** Opening Source text block **

Irish Daily Mail

Court row for Black Widow’s will

- By Paul Caffrey

The executor of Black Widow Catherine Nevin’s will is ready to take the place of the dead husband murderer in a court battle to see who gets his €1.1 million fortune.

As revealed by the Irish Daily Mail last month, Nevin – who was convicted in 2000 of organising the 1996 murder of her husband Tom – left most of her worldly goods to a mystery beneficiar­y ‘with a significan­t disability’.

Up to her death in February from a brain tumour, she had been involved in a court battle with members of Tom Nevin’s family, who wanted to stop her inheriting the estate.

Her claim that she was entitled to the whole estate was rejected by both the High Court and Court of Appeal but she lodged a Supreme Court appeal that was unresolved when she died.

Yesterday, Nevin’s senior counsel Colman Fitzgerald told Chief Justice Frank Clarke, in the Supreme Court, that the ‘sole surviving executrix’ [the female word for ‘executor’] of his client’s will, an unnamed woman, was willing to take the dead killer’s place in that appeal.

** Closing Source text block **

__Problems and tasks__.
(1) Answer from the article on Catherine Nevin's will:
(a) In what year was Nevin convicted, and of what?
(b) What caused Nevin's death?
(c) Who told the Chief Justice that the executrix was willing to take Nevin's place in the appeal?
(2) Write the next paragraph of the article on Catherine Nevin's will.
The lines after the article on Catherine Nevin's will are drawn from a separate source.

** Opening Given information block **

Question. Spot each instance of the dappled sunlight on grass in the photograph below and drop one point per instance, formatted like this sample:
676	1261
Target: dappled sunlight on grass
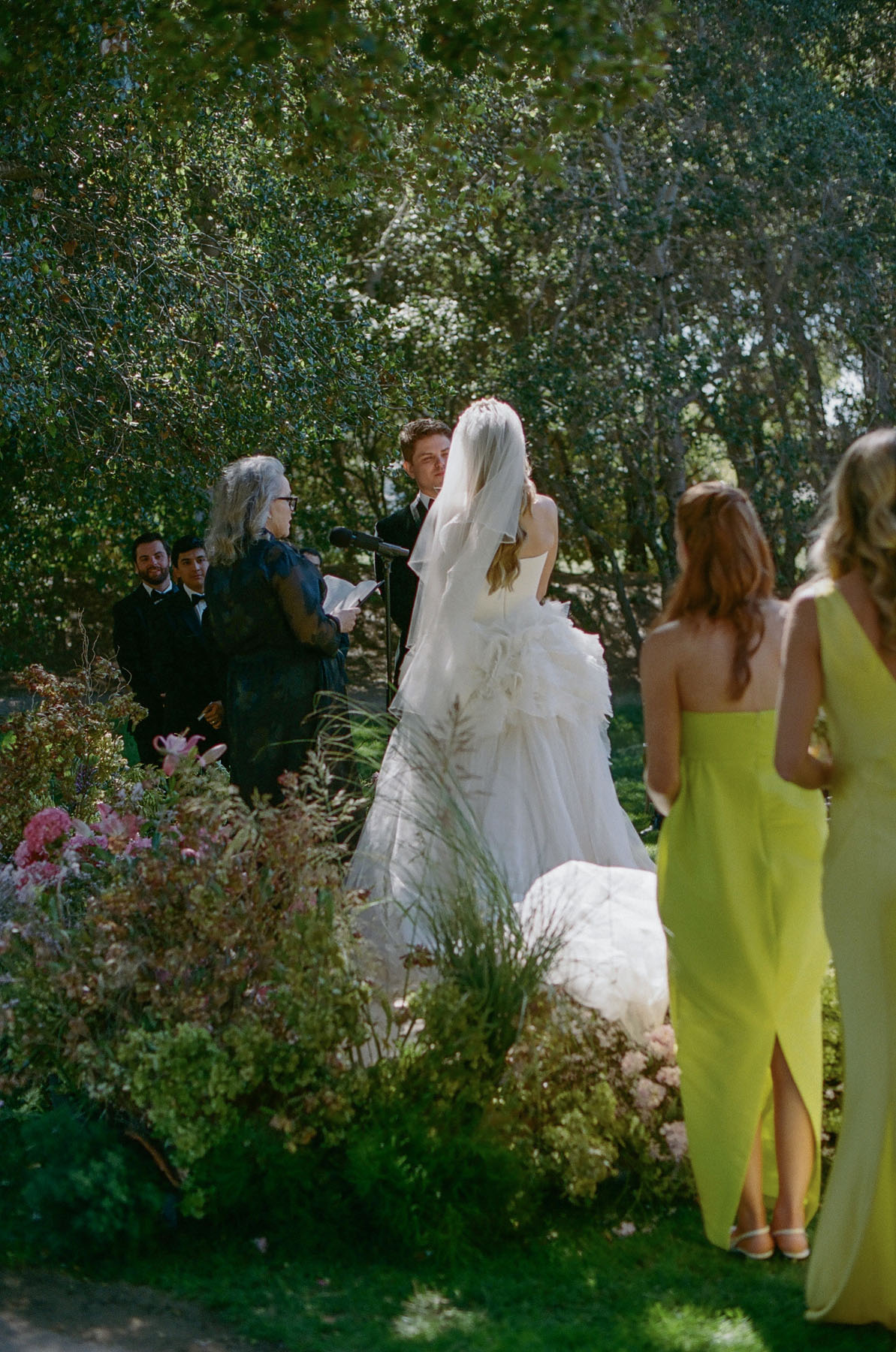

** Closing Given information block **

__Exercise results__.
(1)
(a) In 2000, of organising the 1996 murder of her husband Tom.
(b) A brain tumour.
(c) Colman Fitzgerald, Nevin's senior counsel.

(2)
This will have to be approved by another judge in the coming weeks.

A full hearing of Nevin’s Supreme Court appeal will begin on July 2.

Before her death, Nevin argued that just because she was convicted of murder by a jury, this was not ‘conclusive’ proof of her guilt.

And even though both the High Court and Court of Appeal dismissed her argument, she was granted permission for a Supreme Court appeal, less than a year before her death.

Regardless of her crime or any final court decision, Nevin was in line to inherit half of her late husband’s estate. This was because of a previous High Court judgment granting wifekiller Eamonn Lillis half of his late wife Celine Cawley’s estate.